[Short exercise]: Copy the records starting with the line containing "to locate groom's" and going on through the line containing "left=34, top=92, right=719, bottom=249", replacing "integer pixel coordinates" with "whole-number pixel coordinates" and leaving everything else as it is.

[Listed records]:
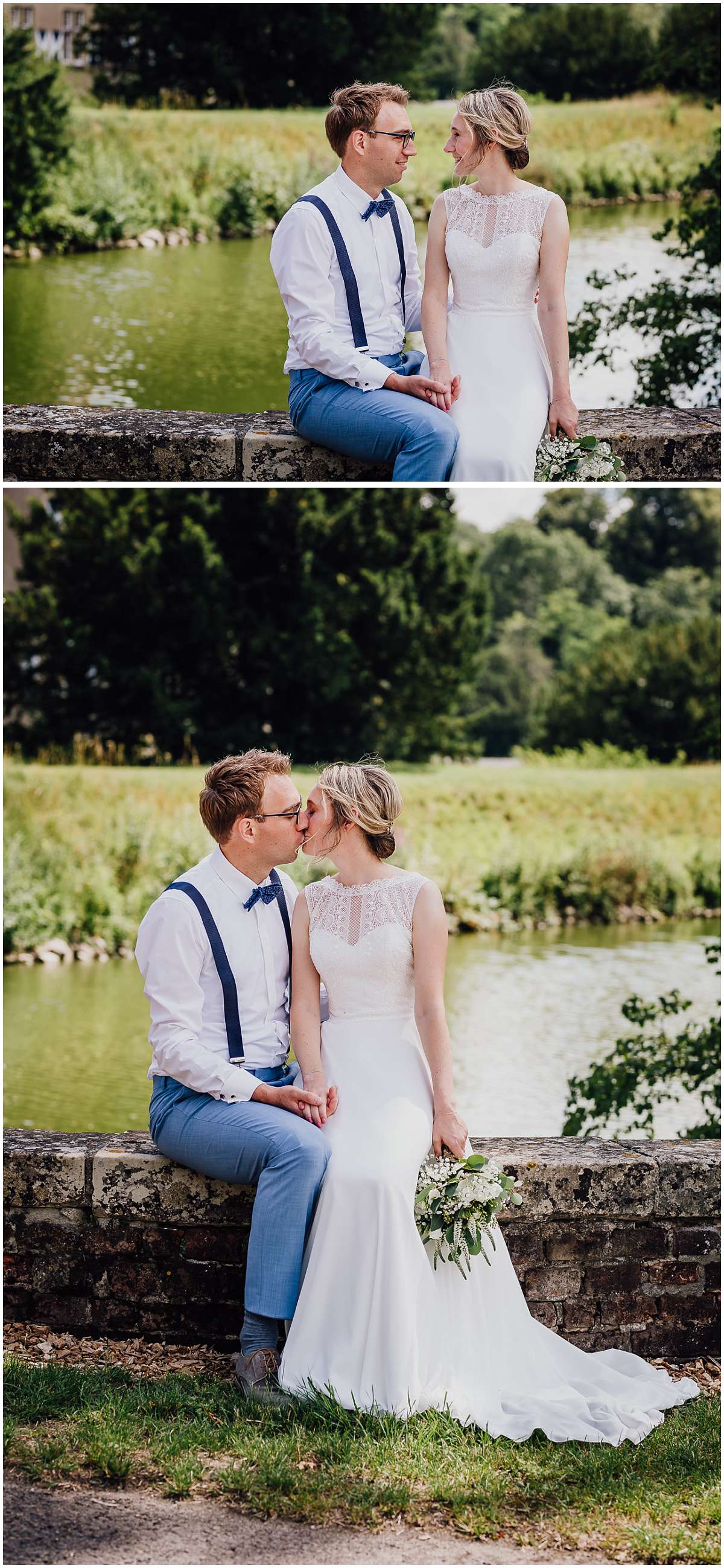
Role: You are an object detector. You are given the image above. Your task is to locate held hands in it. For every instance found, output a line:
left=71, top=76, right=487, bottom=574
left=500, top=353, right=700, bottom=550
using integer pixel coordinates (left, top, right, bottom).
left=251, top=1083, right=327, bottom=1127
left=384, top=370, right=461, bottom=409
left=428, top=359, right=461, bottom=414
left=433, top=1106, right=467, bottom=1161
left=548, top=392, right=578, bottom=441
left=304, top=1074, right=338, bottom=1127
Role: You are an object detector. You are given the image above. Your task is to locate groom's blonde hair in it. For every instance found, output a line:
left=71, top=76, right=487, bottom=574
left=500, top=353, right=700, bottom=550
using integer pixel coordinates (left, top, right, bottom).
left=457, top=81, right=533, bottom=170
left=320, top=757, right=403, bottom=861
left=199, top=748, right=291, bottom=844
left=325, top=81, right=409, bottom=158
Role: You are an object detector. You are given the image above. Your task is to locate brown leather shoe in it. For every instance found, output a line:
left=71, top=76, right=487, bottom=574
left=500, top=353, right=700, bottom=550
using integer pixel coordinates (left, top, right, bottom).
left=233, top=1348, right=290, bottom=1405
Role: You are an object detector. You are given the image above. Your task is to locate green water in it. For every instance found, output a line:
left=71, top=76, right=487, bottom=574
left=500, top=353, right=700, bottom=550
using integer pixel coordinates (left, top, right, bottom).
left=5, top=920, right=718, bottom=1137
left=5, top=202, right=677, bottom=412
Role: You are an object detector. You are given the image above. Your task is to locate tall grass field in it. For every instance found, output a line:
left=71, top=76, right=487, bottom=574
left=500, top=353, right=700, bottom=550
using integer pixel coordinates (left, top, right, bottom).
left=5, top=760, right=721, bottom=952
left=34, top=92, right=719, bottom=249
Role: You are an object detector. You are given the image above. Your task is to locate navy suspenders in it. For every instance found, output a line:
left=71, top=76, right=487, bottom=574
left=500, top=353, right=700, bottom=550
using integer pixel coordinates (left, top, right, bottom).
left=299, top=190, right=407, bottom=353
left=165, top=870, right=291, bottom=1062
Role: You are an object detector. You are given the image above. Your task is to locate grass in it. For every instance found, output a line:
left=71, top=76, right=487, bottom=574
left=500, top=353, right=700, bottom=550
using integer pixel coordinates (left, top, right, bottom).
left=5, top=762, right=719, bottom=950
left=27, top=92, right=718, bottom=249
left=5, top=1359, right=719, bottom=1563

[Exercise solution]:
Role: You are an object detector. You are given the image above. Your task is to locate groom's blonde hair in it. For every instance found, output a line:
left=71, top=76, right=487, bottom=574
left=500, top=353, right=700, bottom=550
using whole-number pixel coordinates (left, top, right, bottom).
left=457, top=81, right=533, bottom=170
left=320, top=757, right=403, bottom=861
left=199, top=748, right=291, bottom=844
left=325, top=81, right=409, bottom=158
Role: You are an object detector. You are given the image above. Your task is to locate brown leather shoe in it. For every instance found, output a line:
left=71, top=76, right=487, bottom=574
left=500, top=353, right=700, bottom=550
using whole-number pixel coordinates (left, top, right, bottom).
left=233, top=1348, right=290, bottom=1405
Role: You are an object detector. You are given the image above. Your task is to locate green water in it. For every instance found, output a line:
left=71, top=76, right=487, bottom=574
left=500, top=353, right=700, bottom=550
using whole-number pixel coordinates (left, top, right, bottom).
left=5, top=920, right=718, bottom=1137
left=5, top=202, right=677, bottom=412
Role: You are an object detector. You are given the image above. Your task is to locate tall grass field in it. For every instance found, output a line:
left=71, top=76, right=487, bottom=574
left=500, top=353, right=700, bottom=550
using whole-number pixel coordinates (left, top, right, bottom).
left=5, top=760, right=721, bottom=952
left=34, top=92, right=719, bottom=249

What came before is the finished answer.